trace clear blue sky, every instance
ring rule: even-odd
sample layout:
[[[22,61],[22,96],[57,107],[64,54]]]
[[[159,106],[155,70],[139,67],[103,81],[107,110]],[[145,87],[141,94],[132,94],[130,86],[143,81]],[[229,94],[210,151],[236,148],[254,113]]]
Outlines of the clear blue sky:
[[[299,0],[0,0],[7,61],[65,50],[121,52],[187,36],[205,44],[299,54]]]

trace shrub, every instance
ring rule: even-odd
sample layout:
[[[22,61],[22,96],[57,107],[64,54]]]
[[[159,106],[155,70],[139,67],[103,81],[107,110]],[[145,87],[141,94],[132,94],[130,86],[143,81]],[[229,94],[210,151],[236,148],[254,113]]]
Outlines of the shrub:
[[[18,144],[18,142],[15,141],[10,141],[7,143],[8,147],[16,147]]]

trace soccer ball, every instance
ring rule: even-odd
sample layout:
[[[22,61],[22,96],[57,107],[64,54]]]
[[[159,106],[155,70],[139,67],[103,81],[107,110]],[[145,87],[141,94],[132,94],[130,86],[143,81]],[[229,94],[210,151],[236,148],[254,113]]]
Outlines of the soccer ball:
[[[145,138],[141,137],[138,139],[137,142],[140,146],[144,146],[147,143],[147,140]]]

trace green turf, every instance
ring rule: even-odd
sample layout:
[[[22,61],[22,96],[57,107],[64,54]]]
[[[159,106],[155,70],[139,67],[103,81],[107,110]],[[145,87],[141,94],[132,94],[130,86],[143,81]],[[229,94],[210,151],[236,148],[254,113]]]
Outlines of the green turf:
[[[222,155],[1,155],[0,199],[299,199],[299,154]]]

--------------------

- _YOUR OBJECTIVE_: Could you copy out every line from the one containing "trace shrub, every instance" through the final line, leaving none out, but shift each outline coordinate by adding 14 to it? Keep the sample layout numbers as they are.

- _WRITTEN SOLUTION_:
trace shrub, every instance
ring rule: even-odd
sample layout:
[[[22,61],[22,96],[57,107],[64,54]]]
[[[159,106],[155,70],[139,67],[103,81],[107,110]],[[145,87],[141,94],[132,94],[130,86],[143,81]],[[229,94],[210,151],[236,148],[254,113]]]
Outlines of the shrub:
[[[32,158],[32,156],[29,155],[24,155],[21,157],[22,161],[30,161]]]

trace soccer ball, every instance
ring rule: even-odd
sample layout:
[[[22,61],[22,96],[57,107],[64,54]]]
[[[159,106],[155,70],[139,67],[103,81],[107,110]],[[145,87],[141,94],[132,94],[130,86],[143,81]],[[229,94],[210,151],[236,148],[254,113]]]
Outlines of the soccer ball:
[[[159,152],[155,151],[152,153],[151,156],[154,160],[158,160],[161,157],[161,154]]]

trace green turf, every instance
ring rule: even-odd
sample layout:
[[[22,61],[22,96],[57,107],[64,54]]]
[[[159,106],[155,70],[139,67],[103,81],[107,110]],[[145,87],[141,94],[132,94],[130,86],[143,81]],[[229,94],[210,151],[236,148],[254,113]]]
Outlines of the green turf:
[[[236,169],[15,169],[14,213],[313,213],[313,168]]]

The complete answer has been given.